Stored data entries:
Content starts

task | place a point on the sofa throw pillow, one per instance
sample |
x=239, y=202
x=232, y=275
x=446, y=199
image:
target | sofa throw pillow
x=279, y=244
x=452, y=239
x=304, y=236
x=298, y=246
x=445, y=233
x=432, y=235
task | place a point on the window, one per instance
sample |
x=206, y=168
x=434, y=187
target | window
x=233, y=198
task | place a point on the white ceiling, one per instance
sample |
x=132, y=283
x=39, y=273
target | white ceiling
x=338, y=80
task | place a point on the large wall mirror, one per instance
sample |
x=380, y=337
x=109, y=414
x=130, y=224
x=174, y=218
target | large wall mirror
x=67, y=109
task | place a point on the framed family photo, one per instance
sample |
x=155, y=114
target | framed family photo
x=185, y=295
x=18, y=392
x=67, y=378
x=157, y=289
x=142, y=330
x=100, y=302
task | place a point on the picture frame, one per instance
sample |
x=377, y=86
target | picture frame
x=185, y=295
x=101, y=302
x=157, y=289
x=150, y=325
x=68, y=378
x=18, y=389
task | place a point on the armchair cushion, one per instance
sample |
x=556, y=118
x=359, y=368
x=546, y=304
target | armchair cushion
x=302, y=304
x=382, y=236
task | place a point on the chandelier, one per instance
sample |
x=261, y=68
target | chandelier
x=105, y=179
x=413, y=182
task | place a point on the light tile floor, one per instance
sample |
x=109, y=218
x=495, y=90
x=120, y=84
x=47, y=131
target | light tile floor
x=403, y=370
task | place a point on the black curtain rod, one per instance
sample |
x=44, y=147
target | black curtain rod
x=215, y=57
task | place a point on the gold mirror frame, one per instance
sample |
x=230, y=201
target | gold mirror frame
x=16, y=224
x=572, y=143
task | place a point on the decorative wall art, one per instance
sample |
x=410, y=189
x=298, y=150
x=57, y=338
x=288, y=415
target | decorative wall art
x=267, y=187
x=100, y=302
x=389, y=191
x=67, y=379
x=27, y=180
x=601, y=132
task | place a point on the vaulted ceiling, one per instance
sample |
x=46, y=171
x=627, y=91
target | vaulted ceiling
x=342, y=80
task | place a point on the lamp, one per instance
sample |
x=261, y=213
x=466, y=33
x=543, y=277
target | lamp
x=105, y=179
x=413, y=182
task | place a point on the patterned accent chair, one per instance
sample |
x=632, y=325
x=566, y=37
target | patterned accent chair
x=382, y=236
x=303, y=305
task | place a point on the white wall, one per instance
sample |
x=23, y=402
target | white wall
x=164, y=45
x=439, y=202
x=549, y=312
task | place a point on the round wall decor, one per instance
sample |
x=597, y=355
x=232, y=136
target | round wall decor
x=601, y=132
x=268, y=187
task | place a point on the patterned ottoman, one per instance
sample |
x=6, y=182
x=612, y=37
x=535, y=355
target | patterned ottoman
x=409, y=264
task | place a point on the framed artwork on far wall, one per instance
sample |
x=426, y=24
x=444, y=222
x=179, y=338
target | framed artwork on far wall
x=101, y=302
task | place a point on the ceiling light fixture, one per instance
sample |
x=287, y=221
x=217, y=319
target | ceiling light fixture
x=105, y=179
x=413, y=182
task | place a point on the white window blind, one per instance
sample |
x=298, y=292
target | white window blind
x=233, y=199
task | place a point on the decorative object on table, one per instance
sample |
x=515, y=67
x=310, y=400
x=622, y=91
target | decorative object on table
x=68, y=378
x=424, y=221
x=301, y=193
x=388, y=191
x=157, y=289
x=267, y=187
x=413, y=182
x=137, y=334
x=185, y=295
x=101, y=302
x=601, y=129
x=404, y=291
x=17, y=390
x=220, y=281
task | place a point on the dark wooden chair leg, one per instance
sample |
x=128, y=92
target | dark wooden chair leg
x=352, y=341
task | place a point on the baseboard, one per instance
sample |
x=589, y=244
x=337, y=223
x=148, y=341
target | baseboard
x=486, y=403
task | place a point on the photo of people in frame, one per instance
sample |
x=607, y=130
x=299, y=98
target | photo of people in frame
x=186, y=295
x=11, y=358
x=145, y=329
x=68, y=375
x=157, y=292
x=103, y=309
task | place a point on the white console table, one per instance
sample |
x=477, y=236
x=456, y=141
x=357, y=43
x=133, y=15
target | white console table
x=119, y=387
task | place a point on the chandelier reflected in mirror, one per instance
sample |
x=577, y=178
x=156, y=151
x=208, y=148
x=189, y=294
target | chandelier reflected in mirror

Content ends

Copy each line in the data that holds the word "reflected".

task | place a point on the chandelier reflected in mirror, one per instance
target | chandelier reflected in mirror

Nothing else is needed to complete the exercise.